▶ [Exercise] Extend the Tidemarks column on South African money and politics past its final paragraph, writing on in the same wry voice.

▶ [Excerpt to read]
——

Friday 20 May 2022

WHO WILL BUY OUR SWEET RED RULERS?

It does seem that the equities bull markets are over for the moment. As always one only knows this for sure sometime after the trends reverse. The fact that the down ticks are not yet precipitous demonstrates that there is still considerable balance between buyers and sellers. For inclined bears it appears that the dreadfully cruel war between Russia and one of its previous provinces, Ukraine should have a negative impact on investor confidence. On the other hand, now that we are belatedly learning just how important Ukraine is for global commodity supplies, there undoubtedly are those who saw it coming and are well positioned  SA motorists are not one of these lucky folk. Petrol prices are squeezing the life out of our economy.

Apparently the double jump was expected. The Monetary Policy Committee obviously noticed the downgrade of their tea time nibbles from  Chocolate Digestives to mere Marie biscuits and hit back yesterday with a half percent rise in the repo rate instead of the one quarter percent jump it has applied in the last three adjustments . This caused the major commercial banks (acting entirely independently, of course) each to adjust their lending rate to prime clients to 8.25%pa. Which in turn cascades into virtually every money lending agreement price being adjusted upwards. Allegedly this will rein in inflation. Patient readers will remember that since the beginning of time Tidemarks has remained unconvinced by this long held assertion of economic cause and effect.  Making money more expensive seems an odd method to make goods less so.

The Prat in a Hat, Police minister Bheki Cele, has been ranting about something one would have imagined was his problem to fix. That is the atrocious working conditions that the police must endure. But most of the premises occupied by SAPS are state owned which means they are the collective responsibility of all the fat cats who get to sit around the Cabinet Room Table. That’s where the chair throwing needs to take place to demonstrate just how disappointed and disgusted we are with our non-functioning government. We need a billionaire to pitch up and threaten to buy the whole sorry mess and then to start by firing everyone on the state payroll who sits in the same chair all and every day and calls that “working” . First to go should be the aforementioned hatted one. Next should be those still sheltering at home awaiting “zero covid. “

Fortunately, it seems as if the cockamamie idea to erect a gigantic flagpole (with a flag to match) has been shelved. The only public reason offered by the spectacularly useless Arts and Culture Minister Nathi Mthethwa for this project is that it will “memorialise our democracy”, whatever that might mean.  The idly cynical amongst us think that R22m might be worth it, if only to see how long it will take our nation’s world class metal recyclers to nick a 100m tall steel flagpole.  These amazing disconnects between ministerial imagination and citizen realities are breath-taking. Another example was the astonishment expressed by ex-minister Tito Mboweni that privately owned Safair’s business model included charging passengers R15 for a bottle of water. Years of flying for free at the front of the plane have taken their toll on this amateur cook’s grasp of real life.

——

▶ [Provided data]
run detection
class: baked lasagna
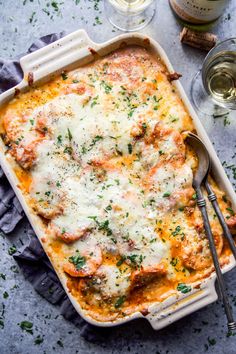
[0,46,236,322]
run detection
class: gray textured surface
[0,0,236,354]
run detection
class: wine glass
[104,0,156,32]
[191,38,236,117]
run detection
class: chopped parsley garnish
[101,80,112,94]
[63,146,73,155]
[97,220,112,236]
[91,96,98,108]
[105,205,112,211]
[88,216,112,235]
[177,283,192,294]
[172,225,181,236]
[67,128,72,141]
[163,192,171,198]
[170,258,178,267]
[57,135,62,144]
[69,251,86,270]
[116,256,126,267]
[114,295,126,309]
[61,71,68,80]
[128,143,133,154]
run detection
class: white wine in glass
[104,0,156,32]
[191,38,236,117]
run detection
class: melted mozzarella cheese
[94,265,131,297]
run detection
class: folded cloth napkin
[0,32,111,342]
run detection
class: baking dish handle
[146,277,218,330]
[20,30,98,84]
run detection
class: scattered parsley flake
[114,295,126,309]
[177,283,192,294]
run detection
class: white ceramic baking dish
[0,30,236,329]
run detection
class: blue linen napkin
[0,32,111,342]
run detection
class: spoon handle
[196,187,236,331]
[205,180,236,260]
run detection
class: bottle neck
[169,0,229,24]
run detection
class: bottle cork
[180,27,217,52]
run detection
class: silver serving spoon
[186,133,236,331]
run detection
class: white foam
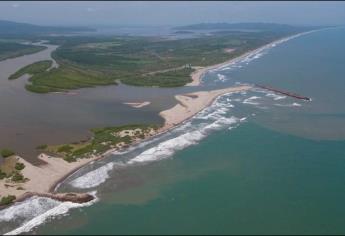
[210,30,317,76]
[4,192,98,235]
[70,162,114,188]
[217,74,227,82]
[0,196,60,222]
[274,102,302,107]
[128,116,239,164]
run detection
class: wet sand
[0,85,251,203]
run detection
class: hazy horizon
[0,1,345,26]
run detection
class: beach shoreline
[185,30,317,86]
[0,31,312,206]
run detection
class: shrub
[0,195,16,206]
[14,162,25,170]
[0,170,7,179]
[36,144,48,150]
[0,149,15,158]
[63,156,76,163]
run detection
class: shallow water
[0,45,199,162]
[0,29,345,234]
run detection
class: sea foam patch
[0,192,98,235]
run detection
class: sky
[0,1,345,26]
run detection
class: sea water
[0,28,345,234]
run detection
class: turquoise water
[0,28,345,234]
[38,123,345,234]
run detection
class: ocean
[0,28,345,234]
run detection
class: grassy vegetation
[45,125,158,162]
[8,60,53,80]
[14,27,310,93]
[0,156,26,183]
[0,195,16,206]
[14,162,25,170]
[26,65,116,93]
[0,42,46,61]
[0,169,7,179]
[0,148,15,158]
[122,68,194,87]
[11,171,25,183]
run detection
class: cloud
[86,7,95,12]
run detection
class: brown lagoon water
[0,28,345,234]
[0,45,199,162]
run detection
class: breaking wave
[0,192,98,235]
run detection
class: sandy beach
[159,85,252,129]
[186,30,315,86]
[0,32,307,206]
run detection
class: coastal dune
[0,31,312,206]
[159,85,252,129]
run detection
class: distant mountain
[174,23,319,30]
[0,20,95,35]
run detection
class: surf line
[255,84,311,101]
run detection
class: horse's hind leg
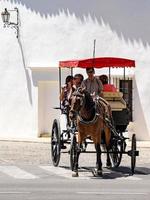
[93,143,102,176]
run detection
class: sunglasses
[87,71,94,74]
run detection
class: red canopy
[59,57,135,68]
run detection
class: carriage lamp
[1,8,19,38]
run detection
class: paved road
[0,141,150,200]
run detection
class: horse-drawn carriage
[51,57,139,176]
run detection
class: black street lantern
[1,8,20,38]
[1,8,10,24]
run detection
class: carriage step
[127,150,139,156]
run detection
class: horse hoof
[106,164,112,169]
[92,169,103,177]
[72,172,79,177]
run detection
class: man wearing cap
[81,68,103,96]
[73,74,84,89]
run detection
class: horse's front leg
[105,128,111,168]
[72,144,81,177]
[93,143,102,176]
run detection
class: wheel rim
[51,122,60,166]
[111,141,123,167]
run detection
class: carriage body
[51,57,138,173]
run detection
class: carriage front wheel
[51,119,61,167]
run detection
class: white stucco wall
[0,0,150,139]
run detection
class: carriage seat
[103,92,127,111]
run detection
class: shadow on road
[60,166,150,179]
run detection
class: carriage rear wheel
[70,134,77,171]
[51,119,61,167]
[131,134,136,174]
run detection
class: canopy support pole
[59,67,61,108]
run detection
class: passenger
[99,75,117,92]
[73,74,84,89]
[60,75,75,114]
[81,68,103,97]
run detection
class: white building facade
[0,0,150,140]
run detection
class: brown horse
[69,88,111,176]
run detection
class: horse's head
[69,87,85,120]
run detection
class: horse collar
[78,113,99,125]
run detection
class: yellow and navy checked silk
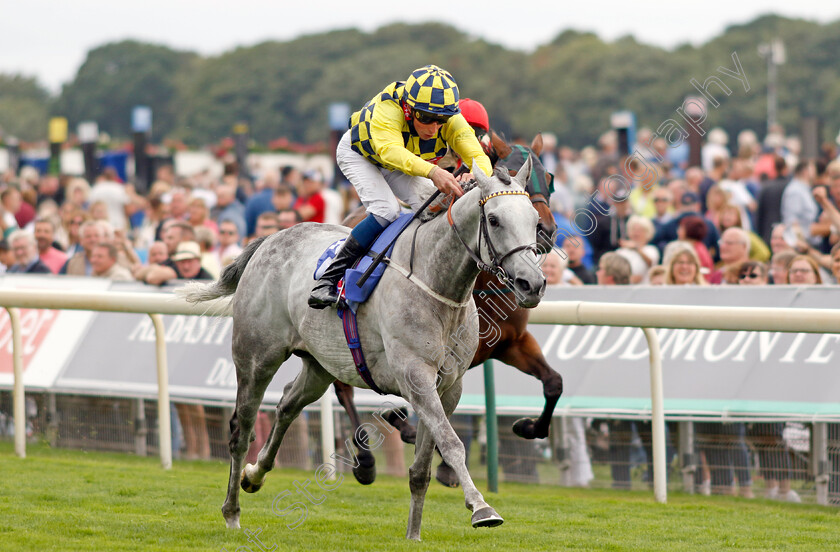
[350,81,493,176]
[405,65,458,115]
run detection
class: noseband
[446,190,537,284]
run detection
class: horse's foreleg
[496,332,563,439]
[333,381,376,485]
[382,408,417,445]
[242,356,335,493]
[408,367,504,527]
[405,422,435,540]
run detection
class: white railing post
[642,328,668,504]
[149,314,172,470]
[6,307,26,458]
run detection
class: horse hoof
[353,458,376,485]
[513,418,547,439]
[239,469,262,493]
[435,462,458,489]
[472,506,505,528]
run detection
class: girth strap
[338,308,386,395]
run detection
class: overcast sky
[0,0,840,92]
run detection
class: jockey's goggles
[412,109,449,125]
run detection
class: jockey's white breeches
[335,130,436,222]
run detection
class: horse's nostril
[514,278,531,293]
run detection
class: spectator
[271,182,295,213]
[187,197,219,235]
[830,243,840,283]
[652,190,719,258]
[618,215,659,284]
[697,157,729,213]
[163,188,191,220]
[245,167,286,236]
[131,241,169,281]
[134,220,201,286]
[787,255,822,286]
[90,242,134,282]
[561,236,598,284]
[665,242,706,286]
[770,222,796,255]
[652,187,674,230]
[709,227,750,284]
[782,161,819,245]
[35,218,67,274]
[593,251,668,489]
[89,167,131,230]
[148,242,169,264]
[589,190,633,262]
[193,226,222,280]
[35,174,64,207]
[0,238,15,274]
[755,155,789,243]
[64,177,90,211]
[540,249,583,288]
[704,184,730,230]
[292,170,327,222]
[677,215,715,281]
[172,241,213,280]
[210,184,248,236]
[596,251,633,286]
[59,220,106,276]
[770,249,796,284]
[0,187,23,238]
[8,230,51,274]
[719,203,770,263]
[647,265,668,286]
[700,127,730,172]
[216,219,242,268]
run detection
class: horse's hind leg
[333,381,376,485]
[497,332,563,439]
[222,362,279,529]
[242,356,335,493]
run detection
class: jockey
[309,65,493,309]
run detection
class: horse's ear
[513,155,531,190]
[490,130,512,159]
[531,134,543,157]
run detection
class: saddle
[313,213,413,395]
[313,213,412,312]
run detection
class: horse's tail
[180,237,265,303]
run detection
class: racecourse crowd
[0,122,840,500]
[0,128,840,285]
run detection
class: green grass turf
[0,442,840,552]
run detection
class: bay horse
[179,159,545,540]
[334,131,563,487]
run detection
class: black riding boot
[309,235,367,309]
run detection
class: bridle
[446,190,537,285]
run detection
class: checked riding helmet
[403,65,461,117]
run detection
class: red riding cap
[458,98,490,132]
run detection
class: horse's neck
[406,188,480,302]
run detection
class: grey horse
[181,160,545,540]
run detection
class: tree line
[0,15,840,147]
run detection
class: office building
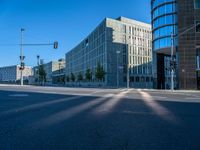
[33,59,65,84]
[0,65,32,83]
[66,17,152,88]
[151,0,200,89]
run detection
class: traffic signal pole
[20,28,58,86]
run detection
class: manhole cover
[9,94,28,97]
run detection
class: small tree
[39,64,47,83]
[77,72,83,82]
[85,68,92,81]
[95,62,106,81]
[71,73,76,82]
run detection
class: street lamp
[116,51,120,88]
[20,28,25,86]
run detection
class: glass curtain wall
[152,0,178,51]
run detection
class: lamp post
[170,33,174,91]
[20,28,25,86]
[116,51,120,88]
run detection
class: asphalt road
[0,85,200,150]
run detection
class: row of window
[129,56,151,65]
[153,37,171,50]
[153,25,178,40]
[196,48,200,69]
[153,14,178,29]
[128,76,153,82]
[152,0,175,8]
[194,0,200,9]
[153,3,176,19]
[122,25,151,38]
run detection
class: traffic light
[53,41,58,49]
[19,62,25,70]
[170,60,177,69]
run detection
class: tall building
[151,0,200,89]
[0,65,32,83]
[66,17,152,88]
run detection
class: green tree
[77,72,83,82]
[39,64,47,83]
[95,62,106,81]
[85,68,92,81]
[71,73,76,82]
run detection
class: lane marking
[9,94,29,97]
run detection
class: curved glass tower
[151,0,200,89]
[151,0,178,89]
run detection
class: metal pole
[171,33,174,91]
[126,45,129,89]
[20,29,25,86]
[117,51,120,88]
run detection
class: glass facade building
[151,0,200,89]
[152,0,178,50]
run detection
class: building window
[197,48,200,69]
[194,0,200,9]
[196,21,200,33]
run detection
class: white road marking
[9,94,29,97]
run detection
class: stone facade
[0,65,33,82]
[66,17,152,88]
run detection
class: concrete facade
[0,65,33,82]
[151,0,200,89]
[65,17,152,88]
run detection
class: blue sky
[0,0,150,66]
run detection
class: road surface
[0,85,200,150]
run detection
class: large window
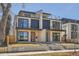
[43,20,50,29]
[18,32,29,41]
[18,18,29,28]
[31,19,39,29]
[52,21,61,29]
[71,24,78,31]
[71,32,77,39]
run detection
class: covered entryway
[52,33,60,42]
[31,32,36,42]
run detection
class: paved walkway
[0,49,79,56]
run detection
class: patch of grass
[23,52,74,56]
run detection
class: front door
[31,32,35,42]
[53,33,60,42]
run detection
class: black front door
[53,33,60,42]
[31,32,35,42]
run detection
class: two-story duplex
[10,10,65,43]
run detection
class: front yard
[22,52,79,56]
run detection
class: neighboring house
[62,18,79,42]
[10,11,65,43]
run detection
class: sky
[11,3,79,20]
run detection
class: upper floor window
[52,21,61,29]
[31,19,39,29]
[43,20,50,29]
[18,18,29,28]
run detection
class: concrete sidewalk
[0,49,79,56]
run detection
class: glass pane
[31,19,39,29]
[18,32,29,41]
[18,18,29,28]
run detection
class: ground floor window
[52,33,60,42]
[18,32,29,41]
[71,32,77,39]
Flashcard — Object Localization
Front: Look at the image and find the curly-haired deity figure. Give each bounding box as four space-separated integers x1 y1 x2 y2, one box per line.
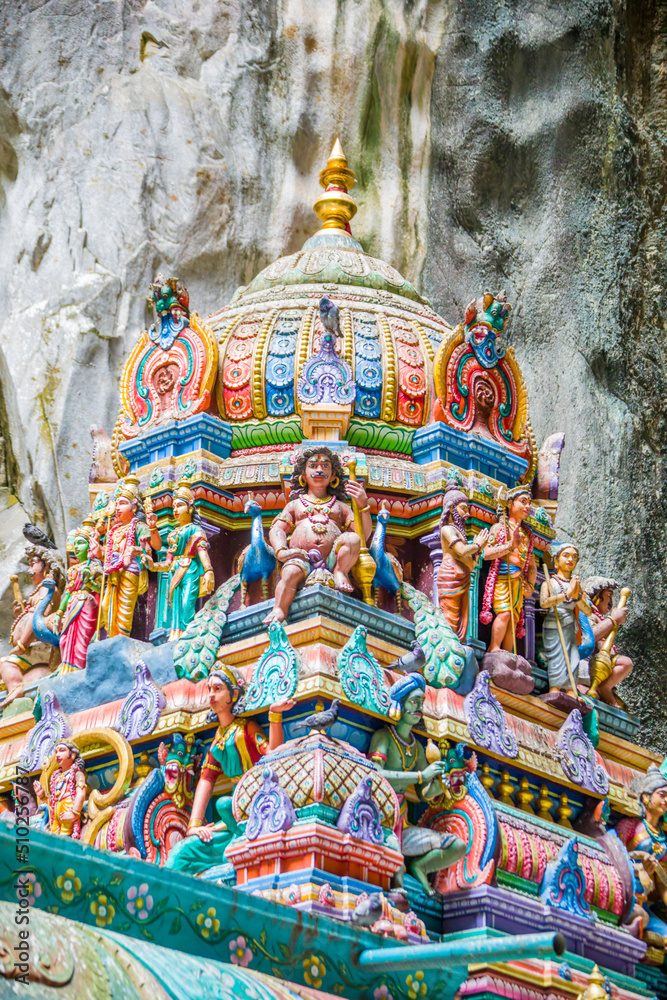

——

▶ [Response for this exercise]
The format and fixture list of the United Rugby Championship has an insoluble problem. Seasons! It certainly pits interesting sides against each other and its rather relaxing not to have whining antipodeans in the background all the time. But the laudable attempt to reduce inter-hemisphere travelling costs is up against the fact that rugby is not a sport for summer conditions. Nevertheless, there is considerable interest in the URC for SA fans this weekend as there should be at the PGA Championship being played on another of those impossibly groomed USA golf courses. In the meantime, there is an incredibly silly spat breaking out about F1 drivers wearing jewellery.  The self-acknowledged injuries they might suffer from their various body piercings and adornments must be trivial when contrasted with steering the fastest cars on the planet – a risk they obviously already accept.